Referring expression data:
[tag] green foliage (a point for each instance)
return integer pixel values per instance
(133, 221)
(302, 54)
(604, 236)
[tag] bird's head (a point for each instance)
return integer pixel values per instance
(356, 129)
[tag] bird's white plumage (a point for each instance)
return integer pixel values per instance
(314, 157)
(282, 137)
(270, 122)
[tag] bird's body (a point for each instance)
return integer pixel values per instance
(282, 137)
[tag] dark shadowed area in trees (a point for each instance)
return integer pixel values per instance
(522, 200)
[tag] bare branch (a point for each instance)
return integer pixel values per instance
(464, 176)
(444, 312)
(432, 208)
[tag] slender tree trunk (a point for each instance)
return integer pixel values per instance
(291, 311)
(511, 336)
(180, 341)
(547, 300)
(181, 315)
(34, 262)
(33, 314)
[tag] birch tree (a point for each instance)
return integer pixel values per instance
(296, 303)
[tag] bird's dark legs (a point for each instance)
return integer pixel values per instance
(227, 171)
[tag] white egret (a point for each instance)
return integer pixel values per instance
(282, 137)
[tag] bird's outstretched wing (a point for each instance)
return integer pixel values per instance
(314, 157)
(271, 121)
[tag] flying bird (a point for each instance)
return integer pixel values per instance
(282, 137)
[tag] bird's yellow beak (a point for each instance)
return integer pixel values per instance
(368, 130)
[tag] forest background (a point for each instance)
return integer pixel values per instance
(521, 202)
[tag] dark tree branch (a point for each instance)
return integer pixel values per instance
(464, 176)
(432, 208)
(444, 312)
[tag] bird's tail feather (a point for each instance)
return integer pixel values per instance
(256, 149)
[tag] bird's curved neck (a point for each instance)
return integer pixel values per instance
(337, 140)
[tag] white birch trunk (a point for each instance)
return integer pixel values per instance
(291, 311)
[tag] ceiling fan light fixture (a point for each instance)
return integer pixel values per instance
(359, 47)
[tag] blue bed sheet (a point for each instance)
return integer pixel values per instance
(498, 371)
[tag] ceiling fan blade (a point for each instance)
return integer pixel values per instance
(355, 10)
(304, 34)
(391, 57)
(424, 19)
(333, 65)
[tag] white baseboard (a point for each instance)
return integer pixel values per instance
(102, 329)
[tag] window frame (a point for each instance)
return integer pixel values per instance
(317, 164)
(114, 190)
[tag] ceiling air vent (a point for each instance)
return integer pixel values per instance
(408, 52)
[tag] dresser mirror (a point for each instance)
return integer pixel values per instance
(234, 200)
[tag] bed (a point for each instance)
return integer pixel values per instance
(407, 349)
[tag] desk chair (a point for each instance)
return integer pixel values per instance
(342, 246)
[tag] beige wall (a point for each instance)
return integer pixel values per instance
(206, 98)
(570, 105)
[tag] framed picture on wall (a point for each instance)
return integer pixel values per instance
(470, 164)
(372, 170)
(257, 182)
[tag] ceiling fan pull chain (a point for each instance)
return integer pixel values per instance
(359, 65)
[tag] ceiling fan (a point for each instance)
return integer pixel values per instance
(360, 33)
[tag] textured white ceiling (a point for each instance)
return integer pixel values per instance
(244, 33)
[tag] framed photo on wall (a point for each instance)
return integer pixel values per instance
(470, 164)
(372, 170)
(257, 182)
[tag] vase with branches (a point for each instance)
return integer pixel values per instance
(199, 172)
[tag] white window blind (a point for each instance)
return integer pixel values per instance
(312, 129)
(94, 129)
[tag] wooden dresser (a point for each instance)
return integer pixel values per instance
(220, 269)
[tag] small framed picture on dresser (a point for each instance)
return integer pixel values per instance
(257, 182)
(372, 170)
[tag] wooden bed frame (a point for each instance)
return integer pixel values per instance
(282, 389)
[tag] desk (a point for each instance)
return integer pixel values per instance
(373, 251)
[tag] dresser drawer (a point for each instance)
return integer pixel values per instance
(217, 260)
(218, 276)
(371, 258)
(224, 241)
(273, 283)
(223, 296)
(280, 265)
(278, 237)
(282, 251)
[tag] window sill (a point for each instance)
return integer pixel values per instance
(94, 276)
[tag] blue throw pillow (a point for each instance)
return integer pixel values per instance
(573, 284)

*TASK DESCRIPTION*:
The records above need to be written out once more, exactly.

*PROBLEM SOLUTION*:
[tag] green foliage (a point for each instance)
return integer pixel values per instance
(133, 221)
(302, 54)
(604, 236)
[tag] bird's head (a point for each instance)
return integer pixel values per instance
(356, 129)
[tag] bird's white plumage (a point for each instance)
return integer pixel values per instance
(314, 157)
(282, 137)
(270, 122)
[tag] bird's body (a point for each instance)
return integer pixel values per instance
(282, 137)
[tag] dark shadowed area in trees (a point for each instance)
return integer pixel values per instance
(522, 200)
[tag] bare branch (a point for each instance)
return integer pixel values per instance
(464, 176)
(444, 312)
(432, 208)
[tag] slender tree trunk (a point for each instance)
return integer pixel values per instance
(291, 311)
(511, 336)
(180, 341)
(547, 300)
(181, 315)
(34, 262)
(33, 314)
[tag] birch tree (a point for each instance)
return integer pixel values per instance
(296, 303)
[tag] bird's dark legs (a point for each instance)
return integer pixel values per instance
(227, 171)
[tag] white egret (a point for each instance)
return integer pixel values per instance
(282, 137)
[tag] bird's outstretched wing (a point for each instance)
return integer pixel values per instance
(314, 157)
(271, 121)
[tag] flying bird (a point for each instance)
return integer pixel values per instance
(282, 137)
[tag] bird's yellow beak (a point for each instance)
return integer pixel values per instance
(368, 130)
[tag] forest background (a point for each instance)
return integer pixel values per instance
(521, 202)
[tag] dark tree branch (a point for each instance)
return integer pixel values per instance
(464, 176)
(432, 208)
(444, 312)
[tag] bird's tail feather (a point for each instance)
return integer pixel values per instance
(256, 149)
[tag] bird's curved neck (a point for each instance)
return integer pixel values per instance
(337, 140)
[tag] white birch trunk (a point for each instance)
return integer pixel values per instance
(291, 311)
[tag] ceiling fan light fixture (a point for each instance)
return integer pixel values per instance
(359, 47)
[tag] blue bed sheet (a point for each instance)
return integer pixel values per instance
(498, 371)
[tag] ceiling fan blade (a point for each instance)
return integer pixel values per instance
(355, 10)
(304, 34)
(391, 57)
(424, 19)
(333, 65)
[tag] white baseboard (a point for each instance)
return integer pixel values per instance
(102, 329)
[tag] window frame (a point for each instance)
return integer pixel values per instance
(317, 164)
(114, 190)
[tag] ceiling air vent (a point for each instance)
return integer pixel values per instance
(408, 52)
[tag] dresser mirror (a point for each instance)
return integer pixel values per instance
(234, 200)
[tag] bed (a point for each instance)
return integer pixel values per instance
(407, 349)
[tag] desk chair (a point for each instance)
return integer pixel values per instance
(342, 246)
[tag] beige wall (a point for each instance)
return integer pixel values per instance
(206, 98)
(570, 105)
[tag] framed picture on wall (a point for each instance)
return integer pixel values per instance
(470, 164)
(372, 170)
(257, 182)
[tag] ceiling fan pull chain (a point for each instance)
return integer pixel values per instance
(359, 65)
[tag] ceiling fan (a point for each instance)
return integer pixel values per instance
(360, 33)
[tag] textured white ceiling (a point for each instance)
return integer pixel values per instance
(244, 33)
[tag] framed photo on wall (a point for each instance)
return integer pixel values per instance
(470, 164)
(372, 170)
(257, 182)
[tag] vase with branches (a point for each instance)
return integer pixel values per instance
(199, 172)
[tag] white window blind (a point for each instance)
return integer pixel values per instance
(312, 129)
(94, 129)
[tag] wooden dresser (a point for each instance)
return integer pixel values per instance
(220, 269)
[tag] small framed picture on dresser (a point for each instance)
return integer pixel values per instance
(257, 182)
(372, 170)
[tag] wooden bed frame (a point for each instance)
return integer pixel values per instance
(282, 389)
[tag] desk (a point for each instance)
return integer pixel values per instance
(373, 251)
[tag] dresser drawer (a point for each instance)
return integer pixel values per instance
(217, 260)
(218, 276)
(371, 258)
(224, 241)
(273, 283)
(223, 296)
(280, 265)
(278, 237)
(282, 251)
[tag] window sill (a point for each instance)
return integer pixel values per instance
(94, 276)
[tag] blue throw pillow (a point for each instance)
return integer pixel values per instance
(573, 284)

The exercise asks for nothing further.